▸ **EXERCISE DETAILS**: Could you gather every line of the listing below that contains the string "reflection"? Treat uppercase and lowercase as different.

Data records
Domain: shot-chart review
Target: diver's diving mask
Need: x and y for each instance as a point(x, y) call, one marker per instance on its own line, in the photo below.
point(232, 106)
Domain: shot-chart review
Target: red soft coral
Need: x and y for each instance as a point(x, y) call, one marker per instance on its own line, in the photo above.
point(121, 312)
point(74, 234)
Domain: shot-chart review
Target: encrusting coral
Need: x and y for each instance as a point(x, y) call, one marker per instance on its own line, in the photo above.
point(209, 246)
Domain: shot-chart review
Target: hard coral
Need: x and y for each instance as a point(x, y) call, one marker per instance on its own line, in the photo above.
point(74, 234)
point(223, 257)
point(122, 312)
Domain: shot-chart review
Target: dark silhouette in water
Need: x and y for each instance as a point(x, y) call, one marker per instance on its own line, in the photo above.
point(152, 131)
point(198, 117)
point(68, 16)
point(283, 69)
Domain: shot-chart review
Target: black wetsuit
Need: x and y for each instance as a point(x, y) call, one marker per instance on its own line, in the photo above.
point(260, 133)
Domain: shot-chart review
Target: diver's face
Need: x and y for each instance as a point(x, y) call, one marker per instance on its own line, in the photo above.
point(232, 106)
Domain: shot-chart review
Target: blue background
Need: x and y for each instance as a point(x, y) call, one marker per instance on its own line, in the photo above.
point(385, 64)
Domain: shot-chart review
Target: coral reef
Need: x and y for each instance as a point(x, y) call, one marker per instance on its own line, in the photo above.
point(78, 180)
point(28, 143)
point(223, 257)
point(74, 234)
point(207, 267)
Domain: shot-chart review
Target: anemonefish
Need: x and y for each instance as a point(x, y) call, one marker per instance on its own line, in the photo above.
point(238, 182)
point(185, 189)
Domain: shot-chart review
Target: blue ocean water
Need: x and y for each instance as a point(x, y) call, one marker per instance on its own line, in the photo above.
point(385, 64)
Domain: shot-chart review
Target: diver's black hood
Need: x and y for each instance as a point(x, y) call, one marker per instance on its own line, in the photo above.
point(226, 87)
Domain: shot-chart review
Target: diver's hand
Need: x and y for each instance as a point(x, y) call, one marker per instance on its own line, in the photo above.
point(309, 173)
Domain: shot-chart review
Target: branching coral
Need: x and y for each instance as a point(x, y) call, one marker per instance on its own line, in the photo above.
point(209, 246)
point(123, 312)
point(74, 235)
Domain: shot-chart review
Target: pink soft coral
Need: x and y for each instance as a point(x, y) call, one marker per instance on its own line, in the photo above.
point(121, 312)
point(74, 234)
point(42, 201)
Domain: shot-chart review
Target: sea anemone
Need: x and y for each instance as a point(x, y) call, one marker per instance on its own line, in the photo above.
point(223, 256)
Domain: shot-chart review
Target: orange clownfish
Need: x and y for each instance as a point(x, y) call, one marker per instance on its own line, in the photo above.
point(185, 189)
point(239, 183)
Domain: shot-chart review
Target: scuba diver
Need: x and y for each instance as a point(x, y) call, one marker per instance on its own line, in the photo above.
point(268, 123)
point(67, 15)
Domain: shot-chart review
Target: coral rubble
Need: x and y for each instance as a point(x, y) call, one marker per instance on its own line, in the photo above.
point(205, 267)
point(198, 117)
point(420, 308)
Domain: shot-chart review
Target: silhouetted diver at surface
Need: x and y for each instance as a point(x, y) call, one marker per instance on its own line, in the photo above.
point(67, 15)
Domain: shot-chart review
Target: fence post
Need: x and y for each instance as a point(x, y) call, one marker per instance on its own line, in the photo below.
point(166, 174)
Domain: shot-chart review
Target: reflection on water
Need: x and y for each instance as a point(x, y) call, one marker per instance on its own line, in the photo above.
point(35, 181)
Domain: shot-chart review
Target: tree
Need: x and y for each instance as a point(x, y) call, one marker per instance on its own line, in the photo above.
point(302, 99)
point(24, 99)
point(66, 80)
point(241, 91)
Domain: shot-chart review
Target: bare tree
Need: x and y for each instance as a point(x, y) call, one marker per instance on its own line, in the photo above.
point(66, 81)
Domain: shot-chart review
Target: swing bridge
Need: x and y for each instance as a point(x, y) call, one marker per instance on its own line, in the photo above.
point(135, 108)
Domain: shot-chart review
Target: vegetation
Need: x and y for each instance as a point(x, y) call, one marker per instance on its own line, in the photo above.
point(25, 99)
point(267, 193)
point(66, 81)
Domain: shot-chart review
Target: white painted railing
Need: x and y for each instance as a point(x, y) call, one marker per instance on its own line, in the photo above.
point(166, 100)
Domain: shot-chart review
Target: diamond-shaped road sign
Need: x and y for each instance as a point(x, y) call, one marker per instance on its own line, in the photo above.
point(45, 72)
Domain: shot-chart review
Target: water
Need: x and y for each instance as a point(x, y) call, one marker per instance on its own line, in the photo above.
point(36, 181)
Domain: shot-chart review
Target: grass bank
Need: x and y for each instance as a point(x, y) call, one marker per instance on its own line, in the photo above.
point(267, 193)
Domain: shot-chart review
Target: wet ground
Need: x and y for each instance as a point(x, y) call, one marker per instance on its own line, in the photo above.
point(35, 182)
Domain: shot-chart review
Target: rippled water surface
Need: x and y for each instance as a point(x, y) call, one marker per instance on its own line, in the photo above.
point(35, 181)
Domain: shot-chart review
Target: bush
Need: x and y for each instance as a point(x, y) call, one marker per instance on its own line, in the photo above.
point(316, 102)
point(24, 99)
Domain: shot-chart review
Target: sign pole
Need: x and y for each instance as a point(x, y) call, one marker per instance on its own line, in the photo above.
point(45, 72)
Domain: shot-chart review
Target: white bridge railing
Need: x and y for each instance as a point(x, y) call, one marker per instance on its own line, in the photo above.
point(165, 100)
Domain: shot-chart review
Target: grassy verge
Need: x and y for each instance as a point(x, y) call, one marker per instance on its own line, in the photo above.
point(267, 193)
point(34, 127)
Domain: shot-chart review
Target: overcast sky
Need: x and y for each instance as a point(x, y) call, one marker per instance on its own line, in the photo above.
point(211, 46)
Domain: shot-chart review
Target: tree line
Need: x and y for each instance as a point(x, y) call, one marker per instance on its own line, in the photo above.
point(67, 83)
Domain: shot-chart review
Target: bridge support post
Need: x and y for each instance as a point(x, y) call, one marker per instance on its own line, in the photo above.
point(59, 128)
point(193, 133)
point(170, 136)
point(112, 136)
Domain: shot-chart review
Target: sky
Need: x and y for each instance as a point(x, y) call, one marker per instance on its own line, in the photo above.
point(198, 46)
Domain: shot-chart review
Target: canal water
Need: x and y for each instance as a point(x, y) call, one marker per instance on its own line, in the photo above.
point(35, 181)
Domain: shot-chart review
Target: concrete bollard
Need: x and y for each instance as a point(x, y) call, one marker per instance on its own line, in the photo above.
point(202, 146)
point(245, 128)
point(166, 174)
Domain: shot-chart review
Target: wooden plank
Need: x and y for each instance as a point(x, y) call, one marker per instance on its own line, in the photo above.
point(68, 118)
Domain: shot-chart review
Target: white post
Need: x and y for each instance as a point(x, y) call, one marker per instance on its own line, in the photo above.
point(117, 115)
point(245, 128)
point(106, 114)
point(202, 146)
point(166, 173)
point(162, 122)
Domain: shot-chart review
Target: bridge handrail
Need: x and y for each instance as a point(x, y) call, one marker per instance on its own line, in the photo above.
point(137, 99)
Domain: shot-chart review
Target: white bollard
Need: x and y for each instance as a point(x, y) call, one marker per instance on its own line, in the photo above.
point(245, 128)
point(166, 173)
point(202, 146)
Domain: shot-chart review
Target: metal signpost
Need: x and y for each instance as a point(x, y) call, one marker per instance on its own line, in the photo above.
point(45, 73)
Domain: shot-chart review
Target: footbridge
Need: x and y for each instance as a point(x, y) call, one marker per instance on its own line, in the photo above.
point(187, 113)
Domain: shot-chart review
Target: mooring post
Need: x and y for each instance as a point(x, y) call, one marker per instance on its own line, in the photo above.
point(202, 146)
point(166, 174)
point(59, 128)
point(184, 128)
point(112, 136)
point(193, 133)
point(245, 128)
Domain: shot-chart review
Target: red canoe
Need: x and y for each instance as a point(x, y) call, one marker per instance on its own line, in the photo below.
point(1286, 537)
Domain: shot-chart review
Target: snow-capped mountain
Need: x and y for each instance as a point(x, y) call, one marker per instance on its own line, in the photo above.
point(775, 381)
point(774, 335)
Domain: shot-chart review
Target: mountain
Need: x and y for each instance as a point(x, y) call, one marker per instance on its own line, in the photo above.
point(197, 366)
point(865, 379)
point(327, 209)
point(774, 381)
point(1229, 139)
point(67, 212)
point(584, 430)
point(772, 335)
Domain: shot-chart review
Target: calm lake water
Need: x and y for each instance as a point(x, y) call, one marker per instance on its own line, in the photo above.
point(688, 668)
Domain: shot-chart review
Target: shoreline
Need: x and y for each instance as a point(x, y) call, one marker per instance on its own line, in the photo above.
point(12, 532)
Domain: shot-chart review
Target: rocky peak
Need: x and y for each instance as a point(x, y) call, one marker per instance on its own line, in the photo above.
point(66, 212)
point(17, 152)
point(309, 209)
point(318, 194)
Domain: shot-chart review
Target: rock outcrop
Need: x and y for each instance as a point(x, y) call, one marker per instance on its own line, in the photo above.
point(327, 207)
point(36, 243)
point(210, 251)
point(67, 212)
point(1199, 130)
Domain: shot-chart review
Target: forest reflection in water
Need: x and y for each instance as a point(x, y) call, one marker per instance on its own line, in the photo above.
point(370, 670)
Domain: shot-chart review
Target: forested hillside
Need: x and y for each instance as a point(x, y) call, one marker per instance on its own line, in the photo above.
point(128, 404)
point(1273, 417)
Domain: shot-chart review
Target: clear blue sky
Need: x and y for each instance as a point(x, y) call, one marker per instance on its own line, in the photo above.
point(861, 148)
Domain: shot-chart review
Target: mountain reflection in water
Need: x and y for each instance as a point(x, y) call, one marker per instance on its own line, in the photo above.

▸ **TASK RESPONSE**:
Target: reflection on water
Target: forest reflection in water
Target: mountain reflection in water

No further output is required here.